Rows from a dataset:

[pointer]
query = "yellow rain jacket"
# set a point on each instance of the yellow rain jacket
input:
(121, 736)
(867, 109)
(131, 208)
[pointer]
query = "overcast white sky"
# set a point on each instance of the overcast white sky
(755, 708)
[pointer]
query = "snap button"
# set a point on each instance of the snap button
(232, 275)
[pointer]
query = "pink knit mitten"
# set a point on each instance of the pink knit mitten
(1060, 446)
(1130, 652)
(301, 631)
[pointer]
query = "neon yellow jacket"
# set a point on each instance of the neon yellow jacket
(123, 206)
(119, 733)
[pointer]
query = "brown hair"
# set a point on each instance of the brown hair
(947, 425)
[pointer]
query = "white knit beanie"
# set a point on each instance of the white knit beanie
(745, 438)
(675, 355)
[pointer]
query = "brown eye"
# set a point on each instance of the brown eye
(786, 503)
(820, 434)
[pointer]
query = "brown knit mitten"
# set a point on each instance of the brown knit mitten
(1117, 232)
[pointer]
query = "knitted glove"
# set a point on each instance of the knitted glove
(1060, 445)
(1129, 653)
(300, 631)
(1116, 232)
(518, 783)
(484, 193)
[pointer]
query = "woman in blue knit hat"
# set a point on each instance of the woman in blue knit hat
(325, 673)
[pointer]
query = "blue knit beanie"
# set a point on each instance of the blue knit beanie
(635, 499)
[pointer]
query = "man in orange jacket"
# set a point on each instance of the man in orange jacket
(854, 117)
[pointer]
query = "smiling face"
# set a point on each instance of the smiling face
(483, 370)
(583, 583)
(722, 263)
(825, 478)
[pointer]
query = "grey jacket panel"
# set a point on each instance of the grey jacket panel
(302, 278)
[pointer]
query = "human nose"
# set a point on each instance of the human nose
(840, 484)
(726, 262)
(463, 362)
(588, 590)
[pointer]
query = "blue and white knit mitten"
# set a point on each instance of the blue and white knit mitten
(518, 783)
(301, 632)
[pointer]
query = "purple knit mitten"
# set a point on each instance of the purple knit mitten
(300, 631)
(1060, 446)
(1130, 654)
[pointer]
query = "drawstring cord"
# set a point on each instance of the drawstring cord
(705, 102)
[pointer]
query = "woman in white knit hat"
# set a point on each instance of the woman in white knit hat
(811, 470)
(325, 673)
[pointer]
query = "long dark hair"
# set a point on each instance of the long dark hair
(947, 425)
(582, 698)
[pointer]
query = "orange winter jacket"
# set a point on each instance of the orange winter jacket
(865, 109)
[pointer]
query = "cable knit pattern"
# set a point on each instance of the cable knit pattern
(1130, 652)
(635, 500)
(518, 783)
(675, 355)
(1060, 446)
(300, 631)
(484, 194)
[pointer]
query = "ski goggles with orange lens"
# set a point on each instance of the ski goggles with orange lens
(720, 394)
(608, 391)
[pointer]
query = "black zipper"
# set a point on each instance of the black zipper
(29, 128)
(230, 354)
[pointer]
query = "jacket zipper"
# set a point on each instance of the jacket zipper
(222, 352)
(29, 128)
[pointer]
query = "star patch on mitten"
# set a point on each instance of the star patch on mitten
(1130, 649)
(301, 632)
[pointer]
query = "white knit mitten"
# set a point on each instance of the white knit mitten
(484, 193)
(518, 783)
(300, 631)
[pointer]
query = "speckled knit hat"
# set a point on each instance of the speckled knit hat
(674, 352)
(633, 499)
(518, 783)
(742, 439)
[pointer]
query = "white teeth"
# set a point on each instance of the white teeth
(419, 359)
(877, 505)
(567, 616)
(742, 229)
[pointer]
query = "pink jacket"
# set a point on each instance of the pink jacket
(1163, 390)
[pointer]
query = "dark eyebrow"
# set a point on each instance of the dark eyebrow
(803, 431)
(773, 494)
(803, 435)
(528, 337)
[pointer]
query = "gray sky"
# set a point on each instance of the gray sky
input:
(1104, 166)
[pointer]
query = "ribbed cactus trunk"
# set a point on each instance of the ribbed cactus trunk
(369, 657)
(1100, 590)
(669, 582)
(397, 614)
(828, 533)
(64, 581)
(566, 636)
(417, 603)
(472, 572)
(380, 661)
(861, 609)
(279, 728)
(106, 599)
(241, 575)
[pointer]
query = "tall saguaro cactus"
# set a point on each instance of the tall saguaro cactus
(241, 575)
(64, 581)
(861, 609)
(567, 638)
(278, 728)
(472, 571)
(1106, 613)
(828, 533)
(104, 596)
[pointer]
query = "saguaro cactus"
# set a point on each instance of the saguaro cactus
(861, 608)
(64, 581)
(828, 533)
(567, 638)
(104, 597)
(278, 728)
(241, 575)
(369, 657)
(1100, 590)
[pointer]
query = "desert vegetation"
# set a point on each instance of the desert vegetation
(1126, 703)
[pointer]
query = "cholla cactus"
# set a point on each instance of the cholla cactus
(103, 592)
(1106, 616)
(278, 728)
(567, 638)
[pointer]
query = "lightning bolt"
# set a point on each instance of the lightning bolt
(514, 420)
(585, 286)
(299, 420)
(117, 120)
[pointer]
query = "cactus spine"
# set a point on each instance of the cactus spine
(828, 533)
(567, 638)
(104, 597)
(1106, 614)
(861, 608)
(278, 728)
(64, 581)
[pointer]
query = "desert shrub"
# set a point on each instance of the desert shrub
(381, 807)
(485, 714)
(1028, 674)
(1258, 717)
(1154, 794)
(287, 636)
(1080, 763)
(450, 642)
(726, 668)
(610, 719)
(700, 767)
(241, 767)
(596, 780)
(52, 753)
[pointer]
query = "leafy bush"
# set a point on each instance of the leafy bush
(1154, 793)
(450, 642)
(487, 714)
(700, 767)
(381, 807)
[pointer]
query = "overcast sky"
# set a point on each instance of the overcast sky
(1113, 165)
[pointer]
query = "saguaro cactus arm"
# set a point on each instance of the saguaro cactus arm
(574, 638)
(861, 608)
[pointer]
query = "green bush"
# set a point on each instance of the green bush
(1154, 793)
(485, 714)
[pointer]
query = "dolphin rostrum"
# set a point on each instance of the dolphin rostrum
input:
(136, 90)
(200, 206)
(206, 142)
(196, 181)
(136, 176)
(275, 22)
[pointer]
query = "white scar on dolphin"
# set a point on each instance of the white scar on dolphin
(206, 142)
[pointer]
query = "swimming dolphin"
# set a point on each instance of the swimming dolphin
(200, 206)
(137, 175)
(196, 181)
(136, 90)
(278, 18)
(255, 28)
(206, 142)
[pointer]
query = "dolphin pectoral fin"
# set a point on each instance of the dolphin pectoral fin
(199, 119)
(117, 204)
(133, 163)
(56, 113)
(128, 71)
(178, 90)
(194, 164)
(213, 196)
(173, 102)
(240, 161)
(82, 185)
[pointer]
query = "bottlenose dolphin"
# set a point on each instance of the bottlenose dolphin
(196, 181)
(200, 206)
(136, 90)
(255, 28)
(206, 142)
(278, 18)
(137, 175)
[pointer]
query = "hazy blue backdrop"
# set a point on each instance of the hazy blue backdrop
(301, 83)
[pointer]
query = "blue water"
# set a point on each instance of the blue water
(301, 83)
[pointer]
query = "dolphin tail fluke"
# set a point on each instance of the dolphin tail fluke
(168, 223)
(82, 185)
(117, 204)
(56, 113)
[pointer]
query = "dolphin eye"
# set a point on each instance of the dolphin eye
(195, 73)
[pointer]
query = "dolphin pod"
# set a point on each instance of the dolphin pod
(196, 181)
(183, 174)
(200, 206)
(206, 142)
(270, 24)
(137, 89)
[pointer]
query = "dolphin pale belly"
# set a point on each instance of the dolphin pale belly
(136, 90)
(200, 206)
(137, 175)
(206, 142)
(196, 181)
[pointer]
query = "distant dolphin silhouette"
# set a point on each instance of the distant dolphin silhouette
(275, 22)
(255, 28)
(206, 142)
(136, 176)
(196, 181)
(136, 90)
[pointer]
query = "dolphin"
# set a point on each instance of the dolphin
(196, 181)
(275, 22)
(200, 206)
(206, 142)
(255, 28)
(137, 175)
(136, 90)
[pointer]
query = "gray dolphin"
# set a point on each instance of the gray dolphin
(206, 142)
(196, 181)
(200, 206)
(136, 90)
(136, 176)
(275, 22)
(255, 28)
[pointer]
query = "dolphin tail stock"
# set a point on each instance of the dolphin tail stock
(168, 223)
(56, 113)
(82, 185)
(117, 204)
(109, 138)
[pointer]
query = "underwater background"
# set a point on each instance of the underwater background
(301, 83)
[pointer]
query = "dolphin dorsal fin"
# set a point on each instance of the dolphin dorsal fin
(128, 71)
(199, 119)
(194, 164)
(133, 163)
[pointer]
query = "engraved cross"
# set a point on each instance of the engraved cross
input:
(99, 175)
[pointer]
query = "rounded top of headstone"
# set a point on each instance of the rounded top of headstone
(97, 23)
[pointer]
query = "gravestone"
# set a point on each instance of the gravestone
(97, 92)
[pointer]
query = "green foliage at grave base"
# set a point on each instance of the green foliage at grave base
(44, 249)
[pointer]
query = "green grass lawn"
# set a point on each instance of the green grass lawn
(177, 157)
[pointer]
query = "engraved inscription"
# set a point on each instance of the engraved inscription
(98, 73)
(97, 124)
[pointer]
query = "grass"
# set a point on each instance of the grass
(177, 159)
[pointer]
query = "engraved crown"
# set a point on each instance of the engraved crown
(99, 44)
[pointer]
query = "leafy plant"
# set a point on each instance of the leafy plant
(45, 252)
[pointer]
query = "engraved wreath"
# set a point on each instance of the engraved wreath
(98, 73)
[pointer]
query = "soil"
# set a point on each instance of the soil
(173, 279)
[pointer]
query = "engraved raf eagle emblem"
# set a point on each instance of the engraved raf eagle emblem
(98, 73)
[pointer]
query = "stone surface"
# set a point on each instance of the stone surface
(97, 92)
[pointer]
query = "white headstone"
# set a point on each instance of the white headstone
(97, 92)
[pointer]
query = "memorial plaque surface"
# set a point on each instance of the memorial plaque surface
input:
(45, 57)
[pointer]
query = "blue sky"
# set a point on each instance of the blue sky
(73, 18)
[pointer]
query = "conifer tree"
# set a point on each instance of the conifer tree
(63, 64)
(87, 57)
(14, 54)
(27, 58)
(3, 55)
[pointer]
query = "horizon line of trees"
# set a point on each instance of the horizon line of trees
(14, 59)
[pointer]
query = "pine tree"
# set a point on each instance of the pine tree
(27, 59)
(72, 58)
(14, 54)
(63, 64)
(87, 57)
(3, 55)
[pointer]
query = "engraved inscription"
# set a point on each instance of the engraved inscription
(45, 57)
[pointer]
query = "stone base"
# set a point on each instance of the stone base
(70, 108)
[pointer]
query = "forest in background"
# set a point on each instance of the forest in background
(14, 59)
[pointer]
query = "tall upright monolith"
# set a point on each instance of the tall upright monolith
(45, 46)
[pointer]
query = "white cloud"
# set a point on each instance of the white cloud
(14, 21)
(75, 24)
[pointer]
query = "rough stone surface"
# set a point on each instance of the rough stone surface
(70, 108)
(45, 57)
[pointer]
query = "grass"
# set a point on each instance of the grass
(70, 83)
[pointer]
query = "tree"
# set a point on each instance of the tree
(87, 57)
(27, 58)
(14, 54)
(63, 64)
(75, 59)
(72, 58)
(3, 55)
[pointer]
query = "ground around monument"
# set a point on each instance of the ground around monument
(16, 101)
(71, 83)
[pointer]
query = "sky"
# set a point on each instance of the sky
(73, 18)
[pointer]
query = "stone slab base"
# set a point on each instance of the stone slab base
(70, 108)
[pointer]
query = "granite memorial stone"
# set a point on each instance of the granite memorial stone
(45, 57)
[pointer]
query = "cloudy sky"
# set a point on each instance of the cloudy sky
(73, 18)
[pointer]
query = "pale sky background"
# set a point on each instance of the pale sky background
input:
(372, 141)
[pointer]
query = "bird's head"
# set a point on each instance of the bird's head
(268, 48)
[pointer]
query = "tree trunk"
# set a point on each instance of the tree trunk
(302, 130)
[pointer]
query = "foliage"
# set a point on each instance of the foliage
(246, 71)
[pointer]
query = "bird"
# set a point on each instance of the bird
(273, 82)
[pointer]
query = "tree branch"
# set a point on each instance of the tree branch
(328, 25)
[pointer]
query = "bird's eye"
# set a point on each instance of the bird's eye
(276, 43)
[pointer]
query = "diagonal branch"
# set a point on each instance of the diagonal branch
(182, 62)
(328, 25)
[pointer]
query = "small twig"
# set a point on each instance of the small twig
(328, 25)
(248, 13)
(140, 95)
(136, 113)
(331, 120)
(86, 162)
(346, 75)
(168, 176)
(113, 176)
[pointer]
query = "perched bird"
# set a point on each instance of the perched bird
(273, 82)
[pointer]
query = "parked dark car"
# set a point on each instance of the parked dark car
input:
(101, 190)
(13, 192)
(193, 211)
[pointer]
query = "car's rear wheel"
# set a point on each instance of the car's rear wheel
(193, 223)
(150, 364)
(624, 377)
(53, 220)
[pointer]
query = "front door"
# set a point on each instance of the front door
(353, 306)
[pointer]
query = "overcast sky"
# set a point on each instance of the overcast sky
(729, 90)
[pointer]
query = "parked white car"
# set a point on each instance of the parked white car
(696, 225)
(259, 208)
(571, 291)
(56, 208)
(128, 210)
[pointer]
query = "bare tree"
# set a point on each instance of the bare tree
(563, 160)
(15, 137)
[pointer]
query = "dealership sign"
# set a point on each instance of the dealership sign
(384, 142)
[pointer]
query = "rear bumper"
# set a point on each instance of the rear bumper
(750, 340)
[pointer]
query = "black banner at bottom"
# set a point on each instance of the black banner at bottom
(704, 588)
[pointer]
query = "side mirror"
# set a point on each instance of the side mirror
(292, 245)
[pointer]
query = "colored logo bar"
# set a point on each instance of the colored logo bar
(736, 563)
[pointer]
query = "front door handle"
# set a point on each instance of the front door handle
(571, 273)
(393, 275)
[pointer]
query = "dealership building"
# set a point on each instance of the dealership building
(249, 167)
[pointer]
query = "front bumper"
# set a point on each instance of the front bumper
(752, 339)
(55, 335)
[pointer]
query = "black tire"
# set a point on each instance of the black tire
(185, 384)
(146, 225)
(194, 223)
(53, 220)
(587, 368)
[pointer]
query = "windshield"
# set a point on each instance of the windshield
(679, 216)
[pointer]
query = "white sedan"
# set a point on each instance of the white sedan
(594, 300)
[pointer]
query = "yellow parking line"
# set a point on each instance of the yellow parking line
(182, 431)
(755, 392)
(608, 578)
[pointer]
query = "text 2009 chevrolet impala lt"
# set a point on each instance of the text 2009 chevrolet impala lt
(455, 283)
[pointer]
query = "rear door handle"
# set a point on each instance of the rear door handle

Goal of the exercise: Locate every line in the rows above that contains the word "handle" and copy each of those lines.

Output:
query = "front door handle"
# set a point on each instance of the front door handle
query = "rear door handle"
# set a point on each instance of the rear door handle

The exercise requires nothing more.